Parenting di Era Virus Nekat: Tetap Waras, Tetap Peduli

Ilustrasi by Gemini

Jadi orangtua di era sekarang itu rasanya kayak main game level susah tanpa tutorial. Bukan cuma harus mikirin bekal buat sekolahnya, tapi juga siap menghadapi virus yang muncul lebih tiba-tiba daripada flash sale tengah malam.

Ada anak yang batuk sedikit langsung istirahat di rumah, ada juga yang batuknya sudah nyaris jadi soundtrack keras tapi tetap berangkat sekolah.

Padahal … tubuh anak itu bukan powerbank unlimited. Ada saat-saat dia lowbat dan butuh di-charge. Tapi kadang kita sebagai orang tua menganggap mereka  kuat, “Ah cuma pilek kok.”

Pelan-pelan yuk, di era virus nekat begini, jangan sampai orang tuanya ikut nekat.

1. Virusnya Nekat, Orang Tuanya Jangan Ikut Nekat

Belakangan ini, “anak sakit tapi tetap sekolah” kayak budaya kecil yang susah hilang. Alasannya macam-macam: nggak ada yang jagain di rumah, sayang uang SPP, atau “masa izin lagi?”.

[Entri yang diambil dari sebuah dataset]
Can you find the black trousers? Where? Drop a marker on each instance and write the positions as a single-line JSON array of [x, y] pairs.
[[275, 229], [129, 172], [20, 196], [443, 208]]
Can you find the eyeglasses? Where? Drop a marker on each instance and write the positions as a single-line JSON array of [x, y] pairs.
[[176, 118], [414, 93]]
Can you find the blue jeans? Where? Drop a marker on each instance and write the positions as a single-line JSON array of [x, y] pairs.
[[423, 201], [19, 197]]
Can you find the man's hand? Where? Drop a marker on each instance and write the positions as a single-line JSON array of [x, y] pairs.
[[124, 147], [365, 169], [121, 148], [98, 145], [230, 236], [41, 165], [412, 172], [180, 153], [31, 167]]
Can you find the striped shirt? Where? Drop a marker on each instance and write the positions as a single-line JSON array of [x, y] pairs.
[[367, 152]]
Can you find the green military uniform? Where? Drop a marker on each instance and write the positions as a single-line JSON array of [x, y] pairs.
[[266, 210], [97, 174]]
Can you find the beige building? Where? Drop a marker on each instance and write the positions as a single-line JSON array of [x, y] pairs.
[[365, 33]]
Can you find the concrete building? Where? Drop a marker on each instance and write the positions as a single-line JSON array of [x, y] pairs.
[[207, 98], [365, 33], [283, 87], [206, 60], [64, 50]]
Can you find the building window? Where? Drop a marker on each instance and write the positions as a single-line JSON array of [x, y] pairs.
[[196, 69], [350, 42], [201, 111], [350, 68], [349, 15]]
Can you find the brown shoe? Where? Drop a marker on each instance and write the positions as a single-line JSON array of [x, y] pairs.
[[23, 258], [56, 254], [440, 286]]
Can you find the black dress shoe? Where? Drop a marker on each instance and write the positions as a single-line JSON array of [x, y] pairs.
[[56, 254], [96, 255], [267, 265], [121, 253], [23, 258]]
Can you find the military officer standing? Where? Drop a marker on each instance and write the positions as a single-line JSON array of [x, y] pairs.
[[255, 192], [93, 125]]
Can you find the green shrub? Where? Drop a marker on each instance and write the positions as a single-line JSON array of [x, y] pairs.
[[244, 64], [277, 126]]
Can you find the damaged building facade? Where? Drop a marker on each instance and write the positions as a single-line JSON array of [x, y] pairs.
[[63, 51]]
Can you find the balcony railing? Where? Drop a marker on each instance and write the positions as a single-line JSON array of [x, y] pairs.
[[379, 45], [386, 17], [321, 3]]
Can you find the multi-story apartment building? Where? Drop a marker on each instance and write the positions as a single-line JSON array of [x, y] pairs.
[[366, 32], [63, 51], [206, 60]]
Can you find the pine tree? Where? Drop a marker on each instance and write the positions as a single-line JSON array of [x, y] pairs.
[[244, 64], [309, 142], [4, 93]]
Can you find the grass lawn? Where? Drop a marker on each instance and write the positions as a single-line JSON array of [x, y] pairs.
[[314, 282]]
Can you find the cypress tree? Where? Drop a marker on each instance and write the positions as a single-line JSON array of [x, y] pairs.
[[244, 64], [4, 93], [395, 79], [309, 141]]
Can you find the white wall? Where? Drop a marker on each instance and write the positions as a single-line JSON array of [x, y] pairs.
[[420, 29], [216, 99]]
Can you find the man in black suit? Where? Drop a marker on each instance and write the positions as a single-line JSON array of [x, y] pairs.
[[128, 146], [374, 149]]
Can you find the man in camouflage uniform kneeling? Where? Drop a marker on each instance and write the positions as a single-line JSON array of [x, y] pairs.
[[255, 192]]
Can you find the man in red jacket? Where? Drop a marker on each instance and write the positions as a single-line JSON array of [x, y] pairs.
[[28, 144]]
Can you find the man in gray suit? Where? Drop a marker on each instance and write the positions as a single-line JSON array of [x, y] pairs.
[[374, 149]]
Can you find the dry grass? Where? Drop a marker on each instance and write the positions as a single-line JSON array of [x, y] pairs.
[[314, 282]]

#### [Tujuan Tugas]
Jawablah pertanyaan berikut berdasarkan teks bacaan.
(a) Menurut teks bacaan, menjadi orang tua di era sekarang rasanya seperti apa?
(b) Tubuh anak disebut bukan apa?
(c) Apa saja alasan anak sakit tetap berangkat sekolah?

#### [Jawaban Latihan]
(a) Seperti main game level susah tanpa tutorial.
(b) Bukan powerbank unlimited.
(c) Tidak ada yang menjaga di rumah, sayang uang SPP, atau "masa izin lagi?".